Reproduce only the lines of the material below that start at the line containing "</instance>" and stop at the line containing "positive clicks: (291, 196)". Keep both end lines.
[Data for this task Boundary: Start]
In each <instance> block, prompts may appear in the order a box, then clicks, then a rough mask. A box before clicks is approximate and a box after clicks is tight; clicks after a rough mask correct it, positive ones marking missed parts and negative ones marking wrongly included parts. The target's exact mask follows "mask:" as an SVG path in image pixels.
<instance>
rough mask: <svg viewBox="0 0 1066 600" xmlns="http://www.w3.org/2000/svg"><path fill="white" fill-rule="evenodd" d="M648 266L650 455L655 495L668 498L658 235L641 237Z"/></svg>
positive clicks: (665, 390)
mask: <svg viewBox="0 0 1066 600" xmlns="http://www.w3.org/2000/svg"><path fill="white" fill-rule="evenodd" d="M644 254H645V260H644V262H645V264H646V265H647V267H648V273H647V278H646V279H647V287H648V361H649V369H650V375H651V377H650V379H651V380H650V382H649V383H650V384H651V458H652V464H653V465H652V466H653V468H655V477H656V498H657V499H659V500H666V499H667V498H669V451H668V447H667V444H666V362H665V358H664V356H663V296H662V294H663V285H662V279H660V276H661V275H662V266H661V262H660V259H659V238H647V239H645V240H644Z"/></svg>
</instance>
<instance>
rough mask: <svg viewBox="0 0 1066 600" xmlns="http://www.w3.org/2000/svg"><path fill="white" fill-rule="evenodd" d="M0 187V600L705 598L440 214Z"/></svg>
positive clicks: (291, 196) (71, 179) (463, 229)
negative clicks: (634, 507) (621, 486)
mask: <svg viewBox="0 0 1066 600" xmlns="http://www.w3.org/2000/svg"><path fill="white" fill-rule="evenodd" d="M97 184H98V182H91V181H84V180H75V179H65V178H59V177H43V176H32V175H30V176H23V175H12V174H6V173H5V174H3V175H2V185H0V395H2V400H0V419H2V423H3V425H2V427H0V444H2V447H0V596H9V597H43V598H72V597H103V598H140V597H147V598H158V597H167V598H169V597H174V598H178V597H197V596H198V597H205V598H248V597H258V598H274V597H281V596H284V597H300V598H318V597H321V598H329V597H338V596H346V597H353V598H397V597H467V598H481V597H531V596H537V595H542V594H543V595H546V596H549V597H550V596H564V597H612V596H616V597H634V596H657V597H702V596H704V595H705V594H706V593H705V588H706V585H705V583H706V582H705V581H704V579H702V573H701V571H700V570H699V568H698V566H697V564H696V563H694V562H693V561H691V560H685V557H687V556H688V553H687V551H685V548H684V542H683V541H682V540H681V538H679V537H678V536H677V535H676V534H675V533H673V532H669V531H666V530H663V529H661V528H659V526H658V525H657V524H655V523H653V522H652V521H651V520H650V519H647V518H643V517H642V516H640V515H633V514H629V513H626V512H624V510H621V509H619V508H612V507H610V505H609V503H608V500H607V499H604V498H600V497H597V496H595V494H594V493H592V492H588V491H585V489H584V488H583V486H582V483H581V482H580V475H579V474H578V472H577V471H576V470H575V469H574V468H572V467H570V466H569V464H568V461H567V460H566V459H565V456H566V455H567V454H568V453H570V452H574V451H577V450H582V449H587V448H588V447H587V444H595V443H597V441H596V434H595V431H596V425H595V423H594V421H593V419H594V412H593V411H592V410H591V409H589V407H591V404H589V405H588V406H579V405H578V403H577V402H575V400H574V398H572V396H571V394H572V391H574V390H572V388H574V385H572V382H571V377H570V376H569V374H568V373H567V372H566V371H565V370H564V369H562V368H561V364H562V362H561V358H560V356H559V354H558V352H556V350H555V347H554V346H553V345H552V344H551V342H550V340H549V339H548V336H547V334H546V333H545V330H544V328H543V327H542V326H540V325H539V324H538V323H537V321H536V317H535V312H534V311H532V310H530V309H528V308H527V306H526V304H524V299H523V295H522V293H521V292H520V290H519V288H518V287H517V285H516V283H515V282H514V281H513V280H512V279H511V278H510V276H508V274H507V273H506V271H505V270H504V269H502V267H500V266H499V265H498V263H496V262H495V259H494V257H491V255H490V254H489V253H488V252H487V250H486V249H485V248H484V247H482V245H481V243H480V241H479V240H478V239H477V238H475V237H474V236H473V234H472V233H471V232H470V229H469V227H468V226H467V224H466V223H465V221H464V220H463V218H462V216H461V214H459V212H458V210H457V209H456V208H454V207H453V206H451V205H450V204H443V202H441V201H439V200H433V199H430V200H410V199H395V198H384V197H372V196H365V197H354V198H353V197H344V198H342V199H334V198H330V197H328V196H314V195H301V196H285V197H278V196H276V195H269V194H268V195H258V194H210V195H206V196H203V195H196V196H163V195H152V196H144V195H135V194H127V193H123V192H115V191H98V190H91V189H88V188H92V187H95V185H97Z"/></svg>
[Data for this task Boundary: End]
Output for this exercise:
</instance>
<instance>
rough mask: <svg viewBox="0 0 1066 600" xmlns="http://www.w3.org/2000/svg"><path fill="white" fill-rule="evenodd" d="M0 187V600L705 598L440 214Z"/></svg>
positive clicks: (291, 196) (71, 179) (463, 229)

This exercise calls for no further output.